▶ _Tujuan 1_: Ulangi persis bagian teks tentang sabar menjauhi maksiat dari "- Cinta kepada" sampai "cintanya kepada tuannya.".
▶ _Tujuan 2_: Dalam teks tentang sabar menjauhi maksiat, sebutkan semua hal yang ditimbulkan oleh sebab-sebab yang dihindari karena kemuliaan jiwa.

▶ _Teks yang ditampilkan_:
* * * * * * *
Allah –Ta’ala- berfirman:
إِنَّمَا يَخْشَى اللهُ مِنْ عِبَادِهِ الْعُلَمَاء
“Sesungguhnya yang takut kepada Allah di antara hamba-hamba-Nya, hanyalah ulama”. (QS. Fathir: 28)
Sebagian generasi salaf berkata: “Cukuplah ilmu itu dengan takut kepada Allah dan merasa tertipu dengan Allah adalah kebodohan”.
- Cinta kepada Allah, inilah yang menjadi sebab terkuat hadirnya sifat sabar untuk tidak menyimpang dari ajaran-Nya dan bermaksiat kepada-Nya. Karena seorang pencinta akan mentaati orang yang dicintainya. Dan setiap kali kerajaan cinta menguat di dalam hati, maka tuntutannya untuk taat dan meninggalkan maksiat kepada-Nya akan lebih kuat. Sungguh kemaksiatan dan penyimpangan itu terjadi karena lemahnya cinta dan kerajaannya. Sangat berbeda antara seseorang yang enggan untuk melanggar aturan tuannya karena takut kepada cambuk dan sanksinya dan seseorang yang tidak mau melanggar aturan karena cintanya kepada tuannya.
- Karena kemuliaan jiwa, kebersihan, keutamaannya dan menjaga diri dari memilih sebab-sebab yang akan menurunkan derajatnya, merendahkan kedudukannya, menghinakannya, dan menyamakannya dengan orang-orang rendahan.
- Karena kuatnya pengetahuan akan buruknya dampak kemaksiatan dan mara bahaya yang akan muncul setelahnya, seperti; hitamnya wajah, gelap dan sempitnya hati, kegalauannya, sedih, sakit, terbelenggu, kegundahan yang sangat, bercerai-berai, lemah di hadapan musuhnya, jauh dari hiasannya, kebingungan dalam urusannya, penolongnya akan berlepas tangan darinya, menjauh dari musuhnya yang nyata, ilmu yang sebelumnya sudah siap menjadi jauh, lupa dengan apa yang sudah diraih atau hafalannya menjadi lemah, dihinggapi penyakit dan bisa jadi akan menjadikannya mati; karena dosa-dosa itu akan mematikan hati.
* * * * * * *
▶ _Data_:

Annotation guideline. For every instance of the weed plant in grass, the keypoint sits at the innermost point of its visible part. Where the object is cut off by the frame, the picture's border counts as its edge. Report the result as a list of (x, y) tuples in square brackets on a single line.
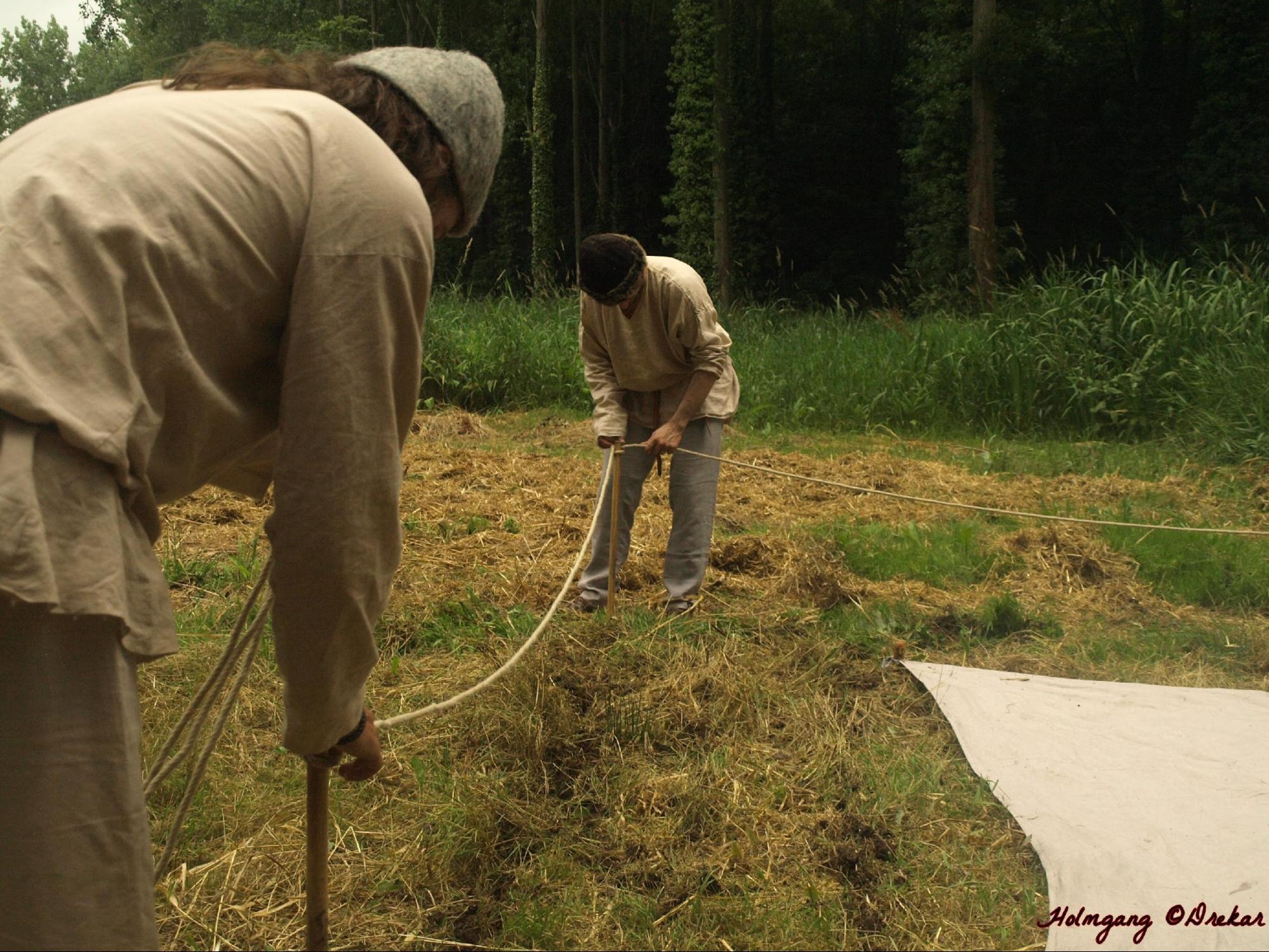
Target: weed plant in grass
[(943, 554), (1216, 572), (1125, 354)]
* * * * * * *
▶ _Keluaran 1_:
- Cinta kepada Allah, inilah yang menjadi sebab terkuat hadirnya sifat sabar untuk tidak menyimpang dari ajaran-Nya dan bermaksiat kepada-Nya. Karena seorang pencinta akan mentaati orang yang dicintainya. Dan setiap kali kerajaan cinta menguat di dalam hati, maka tuntutannya untuk taat dan meninggalkan maksiat kepada-Nya akan lebih kuat. Sungguh kemaksiatan dan penyimpangan itu terjadi karena lemahnya cinta dan kerajaannya. Sangat berbeda antara seseorang yang enggan untuk melanggar aturan tuannya karena takut kepada cambuk dan sanksinya dan seseorang yang tidak mau melanggar aturan karena cintanya kepada tuannya.

▶ _Keluaran 2_:
- menurunkan derajatnya
- merendahkan kedudukannya
- menghinakannya
- menyamakannya dengan orang-orang rendahan